TRAVAIL À FAIRE:
(a) Modifiez l'extrait sur l'individualisme démocratique : reprenez le passage allant de "(Pages 121 et" à "de leur hôte." en remplaçant "coutume" par "tradition".
(b) Résumez en deux phrases l'extrait sur l'individualisme démocratique.
(c) Veuillez prolonger l'extrait sur l'individualisme démocratique à partir de l'endroit où il s'arrête.

EXTRAIT:
━━━

La démocratie contre elle-même. Tel Quel N°317.
Article L'Ecole à l'école d'elle-même. Contraintes et contradiction de l'individualisme démocratique.
Publié initialement dans Le Débat, N°37, nov.-déc. 1985.
(Pages 121 et 122 de Tel Quel).
En écho à cette charge contre la gauche mondaine et son invariable bêtise, ce constat de Claude LEVI-STRAUSS :
"Un choix éthique qui engage la culture du pays d'accueil ne peut s'exercer qu'entre deux partis : soit proclamer que tout ce qui peut se prévaloir de la coutume est permis n'importe où ; soit renvoyer dans leur pays d'origine ceux qui - et c'est leur droit - entendent rester fidèles à leurs usages même si, quel qu'en soit le motif, ils blessent gravement la susceptibilité de leur hôte.

━━━

(Éléments stockés)
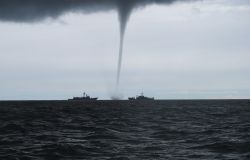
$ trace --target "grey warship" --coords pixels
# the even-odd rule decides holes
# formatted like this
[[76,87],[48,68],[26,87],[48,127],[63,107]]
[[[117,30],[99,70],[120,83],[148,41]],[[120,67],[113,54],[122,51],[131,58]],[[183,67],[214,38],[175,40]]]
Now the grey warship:
[[139,101],[144,101],[144,100],[153,101],[153,100],[155,100],[155,99],[154,99],[154,97],[145,97],[145,96],[143,95],[143,93],[141,93],[140,96],[129,97],[128,100],[130,100],[130,101],[136,101],[136,100],[139,100]]
[[72,99],[68,99],[69,101],[96,101],[98,100],[97,97],[90,97],[85,92],[83,93],[82,97],[73,97]]

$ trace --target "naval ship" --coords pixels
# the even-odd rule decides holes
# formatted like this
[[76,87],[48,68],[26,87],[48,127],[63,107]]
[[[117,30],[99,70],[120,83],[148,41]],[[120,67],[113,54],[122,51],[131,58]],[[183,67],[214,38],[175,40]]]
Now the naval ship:
[[134,100],[154,100],[154,97],[150,98],[150,97],[145,97],[143,95],[143,93],[141,93],[140,96],[136,96],[136,97],[129,97],[128,100],[130,101],[134,101]]
[[96,101],[98,98],[90,97],[85,92],[83,93],[82,97],[73,97],[72,99],[69,99],[70,101]]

━━━

RÉPONSES PAR CONSIGNE:
(a)
(Pages 121 et 122 de Tel Quel).
En écho à cette charge contre la gauche mondaine et son invariable bêtise, ce constat de Claude LEVI-STRAUSS :
"Un choix éthique qui engage la culture du pays d'accueil ne peut s'exercer qu'entre deux partis : soit proclamer que tout ce qui peut se prévaloir de la tradition est permis n'importe où ; soit renvoyer dans leur pays d'origine ceux qui - et c'est leur droit - entendent rester fidèles à leurs usages même si, quel qu'en soit le motif, ils blessent gravement la susceptibilité de leur hôte.

(b) L'extrait renvoie à l'article « L'Ecole à l'école d'elle-même », publié d'abord dans Le Débat (n° 37, nov.-déc. 1985) et repris aux pages 121 et 122 de Tel Quel. En écho à une charge contre la gauche mondaine, il cite Claude Lévi-Strauss, pour qui un choix éthique engageant la culture du pays d'accueil se limite à deux partis : permettre n'importe où tout ce qui se prévaut de la coutume, ou renvoyer dans leur pays d'origine ceux qui veulent rester fidèles à leurs usages même quand ceux-ci blessent gravement la susceptibilité de leur hôte.

(c)
In
Claude-LEVI-STRAUSS.
Nous sommes tous des cannibales, page 90. Le Seuil, Paris, 2013 (Collection La librairie du XXIe siècle).
Nous sommes tous des cannibales, page 90. Le Seuil, Paris, 2013 (Collection La librairie du XXIe siècle).
Deux remarques s'imposent :
Marcel GAUCHET ne se réclame d'aucune religion ni d'aucun parti. C'est un sociologue d'une rare finesse.
Claude LEVI-STRAUSS a milité au parti socialiste en compagnie de l'un des pires laïcards de la IIIe République, Maurice DEIXONNE. C'est un chaud partisan du relativisme culturel. Il ne prône en aucune façon la supériorité d'une culture sur l'autre. Mais il estime que le respect que l'on doit à chacune d'elle exige que l'on se plie à ses us et coutumes.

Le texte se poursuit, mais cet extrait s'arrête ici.